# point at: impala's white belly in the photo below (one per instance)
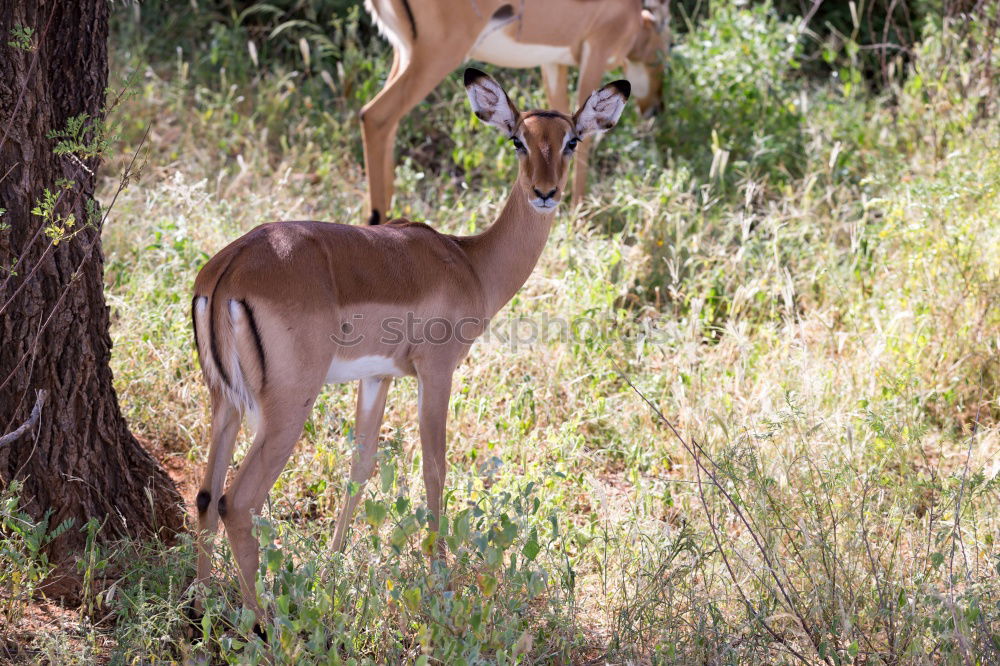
(496, 47)
(348, 370)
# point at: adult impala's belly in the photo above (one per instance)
(497, 47)
(346, 370)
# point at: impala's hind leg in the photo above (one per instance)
(225, 426)
(371, 408)
(279, 431)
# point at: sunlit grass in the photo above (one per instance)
(830, 341)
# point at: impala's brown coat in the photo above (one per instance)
(291, 305)
(431, 38)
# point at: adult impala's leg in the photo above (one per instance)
(434, 385)
(371, 407)
(279, 431)
(427, 67)
(225, 426)
(555, 77)
(591, 72)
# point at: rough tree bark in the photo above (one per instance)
(80, 460)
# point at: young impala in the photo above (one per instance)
(292, 305)
(431, 38)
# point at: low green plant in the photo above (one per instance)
(24, 563)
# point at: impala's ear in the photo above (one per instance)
(603, 108)
(489, 101)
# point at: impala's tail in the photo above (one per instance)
(231, 351)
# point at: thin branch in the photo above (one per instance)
(36, 412)
(696, 451)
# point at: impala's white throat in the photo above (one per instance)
(364, 367)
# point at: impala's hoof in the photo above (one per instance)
(194, 617)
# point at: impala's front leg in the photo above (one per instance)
(434, 386)
(591, 71)
(371, 407)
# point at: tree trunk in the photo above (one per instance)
(79, 460)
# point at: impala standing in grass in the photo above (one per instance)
(293, 305)
(430, 38)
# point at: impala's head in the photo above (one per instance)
(544, 140)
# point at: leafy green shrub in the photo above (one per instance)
(730, 105)
(24, 565)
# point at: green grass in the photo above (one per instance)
(824, 337)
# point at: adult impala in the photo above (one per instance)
(292, 305)
(430, 38)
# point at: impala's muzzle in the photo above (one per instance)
(544, 201)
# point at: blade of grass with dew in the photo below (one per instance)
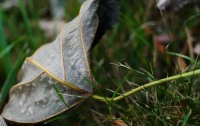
(60, 95)
(6, 50)
(3, 44)
(27, 24)
(59, 117)
(120, 85)
(186, 118)
(10, 80)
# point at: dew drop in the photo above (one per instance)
(22, 110)
(30, 109)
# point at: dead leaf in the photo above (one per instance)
(2, 122)
(61, 65)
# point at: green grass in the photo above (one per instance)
(124, 59)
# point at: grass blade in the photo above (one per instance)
(3, 44)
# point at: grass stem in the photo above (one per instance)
(148, 85)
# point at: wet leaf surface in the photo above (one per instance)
(62, 64)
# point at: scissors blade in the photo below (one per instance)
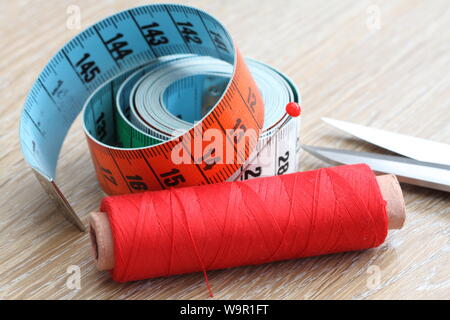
(410, 171)
(412, 147)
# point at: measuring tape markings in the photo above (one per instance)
(113, 49)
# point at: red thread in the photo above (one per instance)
(232, 224)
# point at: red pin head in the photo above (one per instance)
(293, 109)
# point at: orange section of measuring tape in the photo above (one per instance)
(123, 171)
(232, 224)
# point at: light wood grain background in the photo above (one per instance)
(395, 78)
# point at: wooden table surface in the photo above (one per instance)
(380, 63)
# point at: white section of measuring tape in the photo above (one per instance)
(111, 49)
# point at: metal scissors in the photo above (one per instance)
(420, 162)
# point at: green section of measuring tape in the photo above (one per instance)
(175, 92)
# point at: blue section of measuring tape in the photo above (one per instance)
(60, 91)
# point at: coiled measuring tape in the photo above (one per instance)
(167, 100)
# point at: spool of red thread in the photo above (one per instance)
(176, 231)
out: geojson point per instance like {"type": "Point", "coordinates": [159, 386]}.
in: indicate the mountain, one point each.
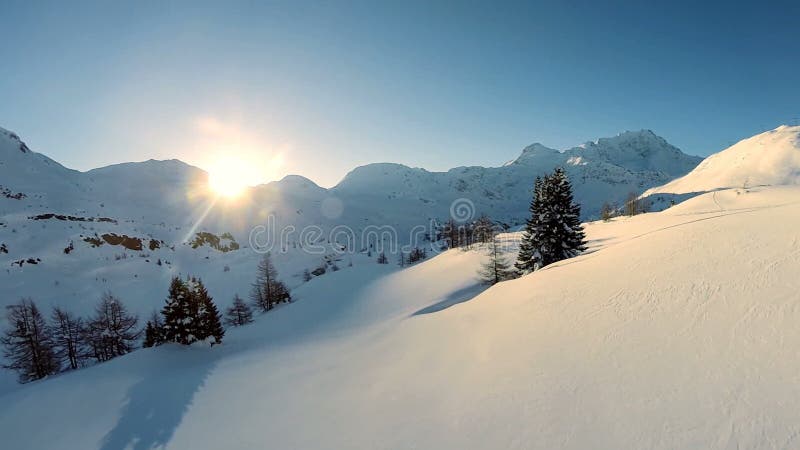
{"type": "Point", "coordinates": [771, 158]}
{"type": "Point", "coordinates": [604, 170]}
{"type": "Point", "coordinates": [663, 336]}
{"type": "Point", "coordinates": [68, 236]}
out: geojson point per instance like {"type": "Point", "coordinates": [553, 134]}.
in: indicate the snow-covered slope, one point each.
{"type": "Point", "coordinates": [603, 171]}
{"type": "Point", "coordinates": [771, 158]}
{"type": "Point", "coordinates": [47, 209]}
{"type": "Point", "coordinates": [676, 330]}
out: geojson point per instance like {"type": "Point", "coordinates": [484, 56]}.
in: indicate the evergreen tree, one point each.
{"type": "Point", "coordinates": [382, 259]}
{"type": "Point", "coordinates": [554, 231]}
{"type": "Point", "coordinates": [268, 290]}
{"type": "Point", "coordinates": [239, 313]}
{"type": "Point", "coordinates": [496, 269]}
{"type": "Point", "coordinates": [178, 313]}
{"type": "Point", "coordinates": [29, 349]}
{"type": "Point", "coordinates": [484, 229]}
{"type": "Point", "coordinates": [564, 228]}
{"type": "Point", "coordinates": [417, 254]}
{"type": "Point", "coordinates": [112, 331]}
{"type": "Point", "coordinates": [154, 331]}
{"type": "Point", "coordinates": [67, 332]}
{"type": "Point", "coordinates": [527, 247]}
{"type": "Point", "coordinates": [209, 324]}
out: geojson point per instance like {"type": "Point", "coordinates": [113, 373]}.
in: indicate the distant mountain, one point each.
{"type": "Point", "coordinates": [129, 227]}
{"type": "Point", "coordinates": [770, 158]}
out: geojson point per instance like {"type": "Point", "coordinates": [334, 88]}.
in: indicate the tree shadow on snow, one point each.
{"type": "Point", "coordinates": [155, 405]}
{"type": "Point", "coordinates": [459, 296]}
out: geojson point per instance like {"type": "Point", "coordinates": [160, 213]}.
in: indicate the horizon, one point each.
{"type": "Point", "coordinates": [294, 88]}
{"type": "Point", "coordinates": [495, 165]}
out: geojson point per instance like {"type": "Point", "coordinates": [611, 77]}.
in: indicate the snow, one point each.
{"type": "Point", "coordinates": [675, 330]}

#### [PROBLEM DETAILS]
If any entry holds a picture, drop the picture and copy everything else exactly.

#### [FINISHED TASK]
# point at: impala's white belly in the photo below (one per instance)
(496, 47)
(348, 370)
# point at: adult impala's belly in the photo above (one per instance)
(497, 47)
(346, 370)
# point at: impala's hind leg in the photo above (one per instance)
(225, 426)
(371, 408)
(279, 431)
# point at: sunlit grass in the photo above (one per instance)
(830, 341)
# point at: impala's brown coat in the photo above (one per instance)
(291, 305)
(431, 38)
# point at: adult impala's leg in the photo above (one per instance)
(434, 385)
(371, 407)
(279, 431)
(427, 67)
(225, 426)
(555, 77)
(591, 72)
# point at: rough tree bark in the photo above (one per instance)
(80, 460)
# point at: young impala in the photo above (one per instance)
(292, 305)
(431, 38)
# point at: low green plant in the photo above (one per instance)
(24, 563)
# point at: impala's ear in the photo above (one per instance)
(603, 108)
(489, 101)
# point at: impala's tail in the photo above (one per instance)
(231, 351)
# point at: thin branch in the photo above (one per instance)
(36, 412)
(696, 451)
# point at: impala's white throat in the photo above (one per instance)
(364, 367)
# point at: impala's hoof in the photo above (one per instance)
(194, 617)
# point at: impala's front leg in the photo above (one per instance)
(434, 386)
(591, 71)
(371, 407)
# point at: tree trunk in the photo above (one per instance)
(79, 460)
# point at: impala standing in grass in the photo above (one per instance)
(293, 305)
(430, 38)
# point at: impala's head in the photo above (one per instance)
(544, 140)
# point at: leafy green shrub in the photo above (one per instance)
(730, 105)
(24, 565)
# point at: green grass in the photo above (one per instance)
(824, 337)
# point at: adult impala in the photo above (one per instance)
(292, 305)
(430, 38)
# point at: impala's muzzle in the photo above (one per instance)
(544, 201)
# point at: blade of grass with dew in the photo below (one per instance)
(60, 95)
(6, 50)
(3, 44)
(27, 24)
(59, 117)
(120, 85)
(186, 118)
(10, 80)
# point at: dew drop in the photo above (one per instance)
(22, 110)
(30, 109)
# point at: dead leaf in the photo above (one per instance)
(2, 122)
(61, 65)
# point at: green grass in the photo above (one per instance)
(124, 59)
# point at: grass blade in the photo above (one per instance)
(3, 44)
# point at: grass stem in the photo above (one per instance)
(148, 85)
# point at: wet leaf surface in the photo above (one per instance)
(62, 64)
# point at: scissors blade in the photo below (one per instance)
(410, 171)
(412, 147)
# point at: measuring tape markings in the photo above (one per instance)
(113, 49)
# point at: red thread in the photo above (one per instance)
(232, 224)
# point at: red pin head in the photo above (one per instance)
(293, 109)
# point at: orange section of measuring tape in the photo above (one per instance)
(123, 171)
(232, 224)
# point at: light wood grain background in the photo above (one per instance)
(395, 78)
# point at: wooden table surface in the photo above (one per instance)
(380, 63)
# point at: white section of measuring tape in the photo above (one per instance)
(111, 49)
# point at: metal scissors in the photo above (one per instance)
(420, 162)
# point at: green section of measuring tape in the photo above (one per instance)
(175, 92)
# point at: blue section of measuring tape in the photo above (one per instance)
(60, 91)
# point at: coiled measuring tape in the photo above (one per instance)
(167, 100)
# point at: spool of red thread in the photo above (one per instance)
(176, 231)
out: geojson point per instance like {"type": "Point", "coordinates": [159, 386]}.
in: indicate the mountain, one point each.
{"type": "Point", "coordinates": [771, 158]}
{"type": "Point", "coordinates": [604, 170]}
{"type": "Point", "coordinates": [663, 336]}
{"type": "Point", "coordinates": [68, 236]}
out: geojson point per instance like {"type": "Point", "coordinates": [553, 134]}.
in: indicate the snow-covered slope, one point each.
{"type": "Point", "coordinates": [603, 171]}
{"type": "Point", "coordinates": [771, 158]}
{"type": "Point", "coordinates": [47, 209]}
{"type": "Point", "coordinates": [676, 330]}
out: geojson point per instance like {"type": "Point", "coordinates": [484, 56]}.
in: indicate the evergreen tree, one point each.
{"type": "Point", "coordinates": [382, 259]}
{"type": "Point", "coordinates": [554, 231]}
{"type": "Point", "coordinates": [268, 290]}
{"type": "Point", "coordinates": [239, 313]}
{"type": "Point", "coordinates": [496, 269]}
{"type": "Point", "coordinates": [178, 313]}
{"type": "Point", "coordinates": [29, 349]}
{"type": "Point", "coordinates": [484, 229]}
{"type": "Point", "coordinates": [564, 228]}
{"type": "Point", "coordinates": [417, 254]}
{"type": "Point", "coordinates": [112, 331]}
{"type": "Point", "coordinates": [154, 331]}
{"type": "Point", "coordinates": [67, 332]}
{"type": "Point", "coordinates": [527, 247]}
{"type": "Point", "coordinates": [209, 324]}
out: geojson point per instance like {"type": "Point", "coordinates": [113, 373]}.
in: indicate the distant mountain, one point each.
{"type": "Point", "coordinates": [129, 227]}
{"type": "Point", "coordinates": [770, 158]}
out: geojson point per instance like {"type": "Point", "coordinates": [334, 88]}.
in: indicate the tree shadow on snow, one point each.
{"type": "Point", "coordinates": [155, 405]}
{"type": "Point", "coordinates": [459, 296]}
out: geojson point per instance like {"type": "Point", "coordinates": [160, 213]}.
in: indicate the horizon, one point each.
{"type": "Point", "coordinates": [294, 88]}
{"type": "Point", "coordinates": [495, 165]}
out: geojson point per instance like {"type": "Point", "coordinates": [611, 77]}.
in: indicate the snow, one point each.
{"type": "Point", "coordinates": [675, 330]}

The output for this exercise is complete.